# START OF MATERIAL PROVIDED
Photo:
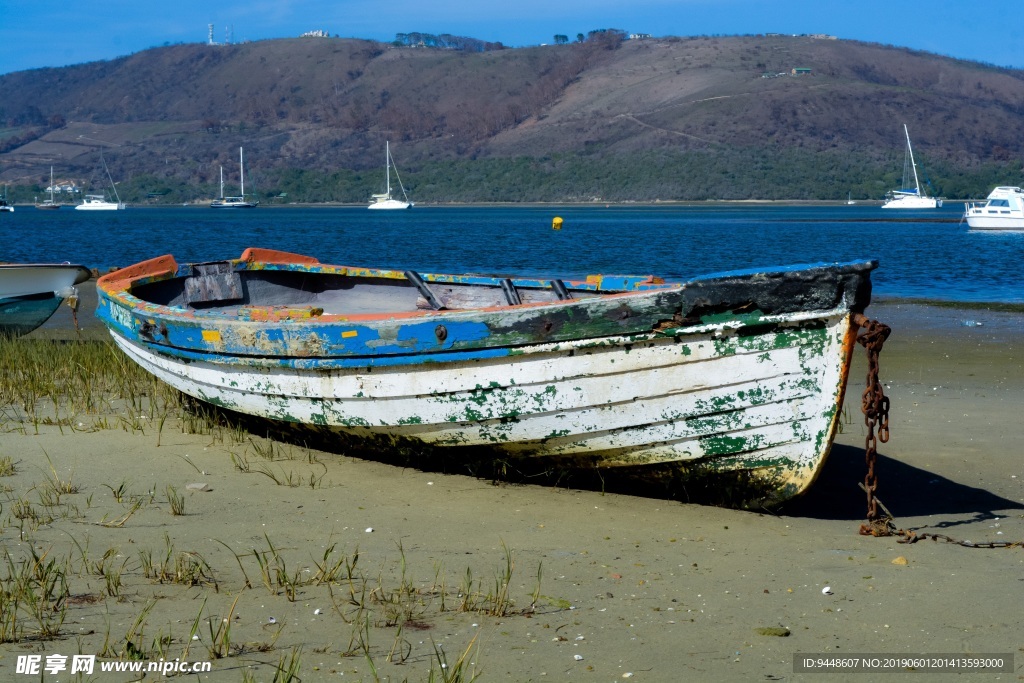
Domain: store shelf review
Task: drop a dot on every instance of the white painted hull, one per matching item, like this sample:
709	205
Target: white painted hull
613	401
389	205
99	206
910	202
32	279
1003	210
1010	223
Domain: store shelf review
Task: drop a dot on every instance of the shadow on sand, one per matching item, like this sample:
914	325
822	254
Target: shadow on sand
905	491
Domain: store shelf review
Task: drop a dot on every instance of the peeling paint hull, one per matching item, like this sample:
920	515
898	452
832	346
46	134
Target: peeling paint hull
738	372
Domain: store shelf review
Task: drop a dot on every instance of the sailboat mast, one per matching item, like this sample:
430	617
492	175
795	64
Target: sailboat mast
913	166
113	186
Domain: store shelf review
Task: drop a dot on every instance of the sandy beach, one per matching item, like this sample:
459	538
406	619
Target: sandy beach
266	558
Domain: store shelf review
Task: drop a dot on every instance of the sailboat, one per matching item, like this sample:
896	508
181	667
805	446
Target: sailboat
49	204
907	197
99	202
235	202
384	201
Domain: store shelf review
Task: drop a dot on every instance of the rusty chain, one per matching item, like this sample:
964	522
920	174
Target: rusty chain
875	404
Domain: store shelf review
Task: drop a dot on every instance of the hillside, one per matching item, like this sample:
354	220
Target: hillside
657	119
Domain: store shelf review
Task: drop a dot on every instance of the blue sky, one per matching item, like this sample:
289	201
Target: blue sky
35	33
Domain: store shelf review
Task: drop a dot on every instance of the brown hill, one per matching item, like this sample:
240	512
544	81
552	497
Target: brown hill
326	105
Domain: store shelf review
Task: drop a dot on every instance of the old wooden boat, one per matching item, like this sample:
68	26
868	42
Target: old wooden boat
742	371
30	293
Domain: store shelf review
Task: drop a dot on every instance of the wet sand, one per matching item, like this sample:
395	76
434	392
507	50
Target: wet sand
602	587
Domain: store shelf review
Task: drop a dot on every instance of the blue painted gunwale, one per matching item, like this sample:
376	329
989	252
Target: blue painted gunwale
634	305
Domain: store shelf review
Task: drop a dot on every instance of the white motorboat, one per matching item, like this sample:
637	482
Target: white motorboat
1003	210
910	197
385	201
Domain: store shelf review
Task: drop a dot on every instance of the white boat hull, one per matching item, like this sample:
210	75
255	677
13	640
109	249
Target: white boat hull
612	401
31	279
912	202
983	222
100	206
1003	210
389	204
# END OF MATERIAL PROVIDED
▸ **WHAT THIS TASK INVOLVES**
Without the images, write out each line of the data verbatim.

▸ **TASK RESPONSE**
Photo:
Domain: store shelf review
Task: drop a dot on every instance of the white painted hull, one per matching item, like this sample:
709	205
Target: white painted hull
613	401
389	205
99	206
910	202
32	279
1003	210
1010	223
Domain: store shelf review
Task: drop a dot on every instance of the shadow on sand, one per matching item, like this sample:
914	325
822	254
Target: shadow on sand
905	491
Domain: store shelf review
Task: drop a dot on every instance of the peeling paint hull, one per matching item, like this sample:
920	515
898	452
832	346
46	134
Target: peeling paint hull
738	372
Domain: store shelf review
Task: drop a dot on every instance of the sailboat mast, one per matching item, like this sample:
430	617
492	175
795	64
Target: sailboat mast
913	166
113	186
Domain: store shelf review
Task: drop a dot on every instance of the sandy beach, one per matching item, like this sample:
459	538
406	619
Target: sandy beach
266	558
Domain: store shelf review
Task: drop a dot on every instance of the sailboat, one per matching item, like this sample:
896	508
181	667
805	446
Target: sailboat
49	204
907	197
99	202
235	202
384	201
Domain: store shelf review
Task: drop a dot on every instance of the rusty chain, one per matching item, like this sample:
964	522
920	174
Target: rusty chain
875	404
Domain: store shelf review
Task: drop a dot on every instance of the hillside, one per matching item, like this sample:
354	220
Target: hillside
657	119
Domain: store shelf review
Task: drop a dot on every instance of the blue sky, one per matching item, like this sample:
289	201
Target: blue sky
35	33
Domain: store shelf review
Task: drop a dot on every instance of the brown hill, one per matching item, like this sample:
240	512
544	81
552	497
Target: brown hill
326	105
Domain: store shelf review
Task: drop a dot on every instance of the old wooden boat, one per matching item, like this sample:
68	26
868	42
Target: old wooden boat
742	371
30	293
Domain: store shelf review
Task: drop a dot on every instance of the wet sand, one per matching item, like this sample:
395	76
434	392
507	50
Target: wet sand
602	587
Domain: store shelf review
Task: drop a dot on every instance of the blue painted gunwale, one per matching item, like this sample:
376	329
989	252
Target: blue painted gunwale
634	305
Domain: store shelf review
Task: drop a dot on every instance of the white motorboat, one per matching item, like this sample:
637	482
Target: white motorboat
1003	210
910	197
385	201
Domain: store shelf review
Task: drop a dot on every instance of the white boat hull, one per matching item, like this sample:
210	75
255	677
13	640
109	249
Target: white boat hull
612	401
31	279
912	202
983	222
100	206
1003	210
389	204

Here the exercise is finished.